In the passage below, what sentence did the judge give Ron Freeman?

**PASSAGE PROVIDED**
##########

I confess that I agree with that. At one level I didn't have a horse in that race. I'm happily and heterosexually married and I wasn't even a delegate to the Synod. But on the other hand I kept thinking of those two nice guys who looked out for my mother. The Bible says very little about homosexuality and some of the references are frankly unclear. Jesus is totally silent on it. What he is not silent on is the need to love, accept and care for all people. Bring in the poor, the hungry, the outcast, the sick, the beggars, the alienated, lonely and marginalized. Jesus condemns wealth and war and divorce, but never two old men who love each other and mow the lawns for neighboring widows.

When I left the assembly hall that day, I was frankly nervous. I would have to go back to my church and explain this extremely difficult decision to the good people in my congregation who had not been there and who might only know of it through headlines and sound bites. The delegates took a leap of faith that day, hoping and praying that their actions were discerning the will of a still-speaking God. But we're all mortal and imperfect. We act in faith and pray that we will be forgiven if we are wrong.

But I was encouraged by the words of a pastor friend of mine from Texas who told me that when he dies and stands before the pearly gates and hears a list of all his sins and failings, he expects to hear a very long list. But, all in all, he would rather be judged for being too open minded than too closed. "If I'm going to make a mistake," he said, "I suspect God would rather it be a mistake of letting too many people into the kingdom than too few."

And you know, I think I agree with that too.

And Did You See Him Smile?

I read about my friend Ron Freeman in the paper last week. There he was there smiling out at us on CBS news and looking real fine. Ron always wanted to be famous.

It’s no wonder fame was so important to him. To hear Ron tell it, his father spent half his life telling him how unimportant he was and how he’d never amount to anything. He once told me that the most important thing in his entire life was for him to do something that would make the whole country sit up and take notice. He even admitted that the only reason he ever went to college was to become a lawyer and run for office and eventually become president.

That dream didn’t make, however. When he was in college he and some friends took off up to Gatlinburg to go skiing and on their way home Sunday night they hit another car. Ron was fine, but two of his friends died and the mother and child in the other car died. Ron was driving. He was drunk. It was the third time he’d been stopped while being drunk. The judge gave him six months time in Brushy Mountain State Penitentiary.

That probably would have been the end of the story if he hadn’t run off. But Ron said he couldn’t stand it in a place like that and one day he just snuck off.

##########

**MATERIAL PROVIDED**
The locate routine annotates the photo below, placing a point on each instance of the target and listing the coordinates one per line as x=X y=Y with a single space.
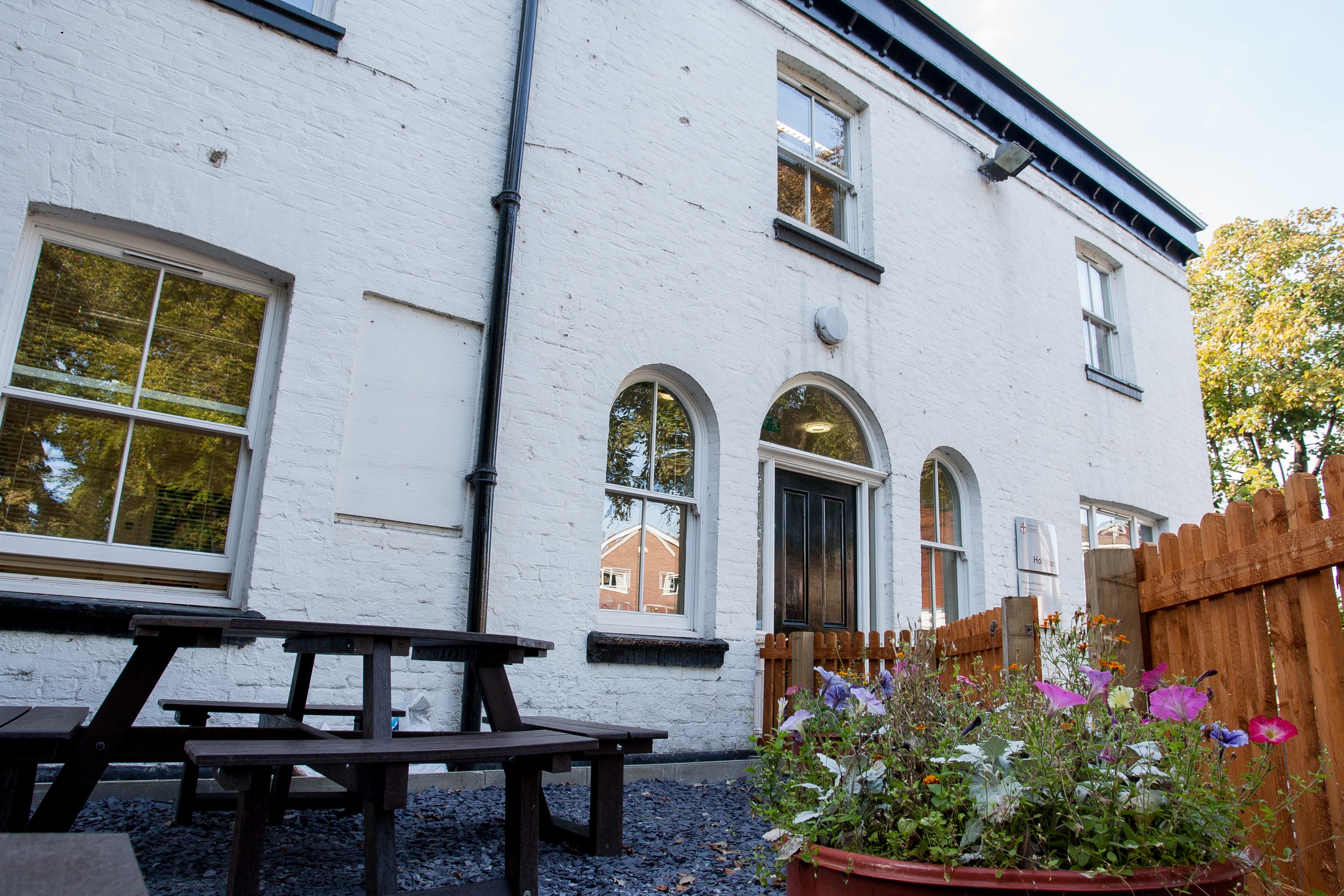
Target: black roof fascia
x=926 y=41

##########

**WRITTEN REPLY**
Six months in Brushy Mountain State Penitentiary.